• Instructions to follow
Include in the output the line containing "Target: red flower bud" and each subsequent line of the records, through the end, transcribed exactly. Add nothing else.
^^^^^^^^
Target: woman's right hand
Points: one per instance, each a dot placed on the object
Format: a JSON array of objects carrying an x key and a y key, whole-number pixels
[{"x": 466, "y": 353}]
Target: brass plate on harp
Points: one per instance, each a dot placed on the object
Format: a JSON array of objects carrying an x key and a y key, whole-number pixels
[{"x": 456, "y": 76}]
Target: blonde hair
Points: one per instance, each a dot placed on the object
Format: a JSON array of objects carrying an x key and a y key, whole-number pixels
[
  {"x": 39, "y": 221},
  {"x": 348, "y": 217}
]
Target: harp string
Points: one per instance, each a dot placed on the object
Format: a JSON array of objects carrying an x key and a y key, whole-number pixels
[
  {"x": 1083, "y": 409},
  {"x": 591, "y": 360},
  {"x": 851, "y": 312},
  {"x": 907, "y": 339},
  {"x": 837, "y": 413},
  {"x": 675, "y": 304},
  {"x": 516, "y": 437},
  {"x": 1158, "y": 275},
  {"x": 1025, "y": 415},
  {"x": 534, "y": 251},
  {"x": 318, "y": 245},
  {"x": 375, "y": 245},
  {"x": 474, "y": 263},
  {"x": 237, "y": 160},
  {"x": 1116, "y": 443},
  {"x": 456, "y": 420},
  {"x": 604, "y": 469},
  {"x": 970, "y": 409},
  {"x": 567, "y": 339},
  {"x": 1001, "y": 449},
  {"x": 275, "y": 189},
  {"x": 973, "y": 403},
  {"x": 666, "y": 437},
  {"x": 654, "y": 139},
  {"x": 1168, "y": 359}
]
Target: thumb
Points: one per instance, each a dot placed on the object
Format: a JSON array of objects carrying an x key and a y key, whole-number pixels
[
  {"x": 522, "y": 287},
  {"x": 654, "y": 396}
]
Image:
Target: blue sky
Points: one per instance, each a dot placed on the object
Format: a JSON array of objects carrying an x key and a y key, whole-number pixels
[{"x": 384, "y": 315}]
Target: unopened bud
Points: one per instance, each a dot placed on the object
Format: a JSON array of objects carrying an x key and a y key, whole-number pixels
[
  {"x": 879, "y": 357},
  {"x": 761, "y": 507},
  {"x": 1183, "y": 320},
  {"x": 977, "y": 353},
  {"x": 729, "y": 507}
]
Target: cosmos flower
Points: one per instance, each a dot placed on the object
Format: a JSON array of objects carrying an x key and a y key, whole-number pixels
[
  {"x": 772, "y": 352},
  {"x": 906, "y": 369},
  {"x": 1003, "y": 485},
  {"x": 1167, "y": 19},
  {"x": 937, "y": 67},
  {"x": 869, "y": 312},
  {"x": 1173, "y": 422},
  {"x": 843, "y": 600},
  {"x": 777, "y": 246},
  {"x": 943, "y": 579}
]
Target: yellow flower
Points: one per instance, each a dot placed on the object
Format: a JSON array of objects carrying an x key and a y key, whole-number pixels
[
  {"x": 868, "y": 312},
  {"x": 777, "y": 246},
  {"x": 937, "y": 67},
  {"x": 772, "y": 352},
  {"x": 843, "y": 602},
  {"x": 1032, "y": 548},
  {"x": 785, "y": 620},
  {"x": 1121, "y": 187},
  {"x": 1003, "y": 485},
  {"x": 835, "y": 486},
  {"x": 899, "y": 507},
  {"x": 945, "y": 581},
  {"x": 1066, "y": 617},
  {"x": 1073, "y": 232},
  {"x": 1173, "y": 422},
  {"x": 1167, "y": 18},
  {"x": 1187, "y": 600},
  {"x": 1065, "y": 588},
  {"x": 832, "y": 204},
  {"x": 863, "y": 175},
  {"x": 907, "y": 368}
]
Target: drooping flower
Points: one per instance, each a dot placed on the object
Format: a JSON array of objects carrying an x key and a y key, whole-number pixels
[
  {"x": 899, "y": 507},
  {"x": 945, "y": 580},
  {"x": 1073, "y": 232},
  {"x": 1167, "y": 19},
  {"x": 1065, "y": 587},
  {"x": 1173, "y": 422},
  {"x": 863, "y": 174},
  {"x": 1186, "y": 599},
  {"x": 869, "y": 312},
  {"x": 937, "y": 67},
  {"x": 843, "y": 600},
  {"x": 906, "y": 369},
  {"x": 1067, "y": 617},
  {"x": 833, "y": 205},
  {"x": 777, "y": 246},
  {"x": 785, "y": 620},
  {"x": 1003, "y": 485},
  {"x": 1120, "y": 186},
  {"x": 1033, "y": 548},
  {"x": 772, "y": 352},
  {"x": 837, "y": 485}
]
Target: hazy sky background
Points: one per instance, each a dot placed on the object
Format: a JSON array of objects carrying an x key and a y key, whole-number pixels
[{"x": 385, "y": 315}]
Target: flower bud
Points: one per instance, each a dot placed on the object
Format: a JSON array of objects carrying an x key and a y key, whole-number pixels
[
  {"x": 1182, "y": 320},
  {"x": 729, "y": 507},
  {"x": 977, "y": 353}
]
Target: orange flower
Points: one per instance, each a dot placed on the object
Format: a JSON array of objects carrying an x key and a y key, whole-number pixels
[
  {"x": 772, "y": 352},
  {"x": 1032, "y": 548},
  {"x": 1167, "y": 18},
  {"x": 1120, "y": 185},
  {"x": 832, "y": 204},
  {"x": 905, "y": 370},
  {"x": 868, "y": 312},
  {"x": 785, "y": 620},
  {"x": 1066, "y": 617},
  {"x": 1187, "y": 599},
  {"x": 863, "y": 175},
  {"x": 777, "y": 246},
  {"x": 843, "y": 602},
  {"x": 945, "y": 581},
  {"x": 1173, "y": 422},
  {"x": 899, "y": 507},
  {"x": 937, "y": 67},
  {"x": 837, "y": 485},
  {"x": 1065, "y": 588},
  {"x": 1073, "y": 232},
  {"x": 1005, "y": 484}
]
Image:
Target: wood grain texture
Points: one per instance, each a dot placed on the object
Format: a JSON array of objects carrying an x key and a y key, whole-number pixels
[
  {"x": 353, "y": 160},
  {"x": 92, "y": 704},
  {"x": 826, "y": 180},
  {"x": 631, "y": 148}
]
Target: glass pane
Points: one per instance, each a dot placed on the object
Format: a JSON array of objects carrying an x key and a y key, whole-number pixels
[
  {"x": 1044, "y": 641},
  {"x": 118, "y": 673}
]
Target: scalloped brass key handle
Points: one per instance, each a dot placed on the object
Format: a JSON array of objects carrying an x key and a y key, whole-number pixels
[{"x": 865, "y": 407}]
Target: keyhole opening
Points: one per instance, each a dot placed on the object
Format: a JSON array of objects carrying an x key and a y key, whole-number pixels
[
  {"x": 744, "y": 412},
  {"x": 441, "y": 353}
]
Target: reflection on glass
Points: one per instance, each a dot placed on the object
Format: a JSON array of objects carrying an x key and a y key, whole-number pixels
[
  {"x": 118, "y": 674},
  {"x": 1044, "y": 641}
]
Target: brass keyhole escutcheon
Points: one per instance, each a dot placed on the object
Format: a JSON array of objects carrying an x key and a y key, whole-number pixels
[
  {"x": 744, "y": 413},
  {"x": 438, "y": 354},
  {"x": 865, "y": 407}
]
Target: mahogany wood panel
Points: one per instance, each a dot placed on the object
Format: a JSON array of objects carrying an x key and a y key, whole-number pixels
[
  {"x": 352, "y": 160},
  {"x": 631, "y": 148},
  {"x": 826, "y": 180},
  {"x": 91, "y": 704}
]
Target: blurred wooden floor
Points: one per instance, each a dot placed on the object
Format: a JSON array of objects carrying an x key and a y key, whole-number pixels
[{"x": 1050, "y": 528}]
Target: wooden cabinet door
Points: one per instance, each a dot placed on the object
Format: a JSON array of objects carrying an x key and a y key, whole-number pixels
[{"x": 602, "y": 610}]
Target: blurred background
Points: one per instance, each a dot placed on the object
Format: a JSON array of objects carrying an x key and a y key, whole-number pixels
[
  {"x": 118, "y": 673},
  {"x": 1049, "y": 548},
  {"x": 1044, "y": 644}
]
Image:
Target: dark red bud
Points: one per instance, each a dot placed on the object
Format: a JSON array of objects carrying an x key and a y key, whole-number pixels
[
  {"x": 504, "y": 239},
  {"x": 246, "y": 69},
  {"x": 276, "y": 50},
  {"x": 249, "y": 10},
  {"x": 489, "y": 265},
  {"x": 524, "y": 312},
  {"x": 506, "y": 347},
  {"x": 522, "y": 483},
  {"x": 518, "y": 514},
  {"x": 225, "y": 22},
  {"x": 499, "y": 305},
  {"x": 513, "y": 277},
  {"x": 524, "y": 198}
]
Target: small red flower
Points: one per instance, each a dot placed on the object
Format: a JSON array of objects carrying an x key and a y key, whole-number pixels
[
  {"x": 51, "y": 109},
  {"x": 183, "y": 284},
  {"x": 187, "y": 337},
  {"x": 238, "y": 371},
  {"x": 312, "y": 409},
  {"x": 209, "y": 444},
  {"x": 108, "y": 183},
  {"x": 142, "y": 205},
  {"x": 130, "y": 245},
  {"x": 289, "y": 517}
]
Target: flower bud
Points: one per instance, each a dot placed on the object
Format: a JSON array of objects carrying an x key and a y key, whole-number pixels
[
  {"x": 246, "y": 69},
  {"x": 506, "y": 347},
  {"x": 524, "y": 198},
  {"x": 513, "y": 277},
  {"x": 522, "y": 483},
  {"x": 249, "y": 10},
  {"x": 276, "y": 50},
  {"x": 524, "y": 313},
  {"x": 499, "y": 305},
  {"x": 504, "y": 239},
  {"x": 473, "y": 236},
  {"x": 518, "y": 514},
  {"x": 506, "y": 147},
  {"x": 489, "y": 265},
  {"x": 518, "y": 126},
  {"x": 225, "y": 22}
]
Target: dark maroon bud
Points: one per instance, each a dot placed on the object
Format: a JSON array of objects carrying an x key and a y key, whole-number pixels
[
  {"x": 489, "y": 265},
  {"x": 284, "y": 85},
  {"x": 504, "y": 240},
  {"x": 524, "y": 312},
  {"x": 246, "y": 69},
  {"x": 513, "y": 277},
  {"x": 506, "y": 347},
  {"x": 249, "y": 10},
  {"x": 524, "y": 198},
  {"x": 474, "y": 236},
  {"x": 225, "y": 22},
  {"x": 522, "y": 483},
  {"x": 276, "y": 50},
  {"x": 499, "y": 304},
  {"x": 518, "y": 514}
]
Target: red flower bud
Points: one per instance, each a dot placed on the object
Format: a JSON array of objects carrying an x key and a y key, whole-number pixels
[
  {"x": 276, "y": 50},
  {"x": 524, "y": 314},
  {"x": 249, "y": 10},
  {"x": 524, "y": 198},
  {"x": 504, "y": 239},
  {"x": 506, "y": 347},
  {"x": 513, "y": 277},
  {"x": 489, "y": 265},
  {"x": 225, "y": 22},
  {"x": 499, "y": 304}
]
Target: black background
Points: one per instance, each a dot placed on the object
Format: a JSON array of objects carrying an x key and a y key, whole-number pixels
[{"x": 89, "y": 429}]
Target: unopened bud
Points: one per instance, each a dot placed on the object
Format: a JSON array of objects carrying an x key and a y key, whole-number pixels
^^^^^^^^
• Written answer
Target: red flower bud
Points: one per instance, each a dot placed on the object
Format: a JSON array of objects carrying an x key and a y key, whole-number pixels
[
  {"x": 276, "y": 50},
  {"x": 524, "y": 314},
  {"x": 249, "y": 10},
  {"x": 524, "y": 198},
  {"x": 504, "y": 239},
  {"x": 506, "y": 347},
  {"x": 513, "y": 277},
  {"x": 489, "y": 265},
  {"x": 225, "y": 22},
  {"x": 499, "y": 304}
]
Target: black background
Points: one per instance, each a dot placed on the object
Format: a JSON array of objects carrying an x key and a y key, whole-number pixels
[{"x": 89, "y": 429}]
Target: unopened bud
Points: one per instance, each a dot placed on the object
Format: a JSON array of objects carrying an x key and a y key, whole-number pixels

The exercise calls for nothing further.